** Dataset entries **
-*-

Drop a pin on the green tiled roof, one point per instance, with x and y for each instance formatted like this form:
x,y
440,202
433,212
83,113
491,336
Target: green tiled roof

-*-

Where a line of the entries contains the word "tiled", copy that line.

Drop a pin on the green tiled roof, one point per instance, with x and y for each instance formatted like this form:
Target: green tiled roof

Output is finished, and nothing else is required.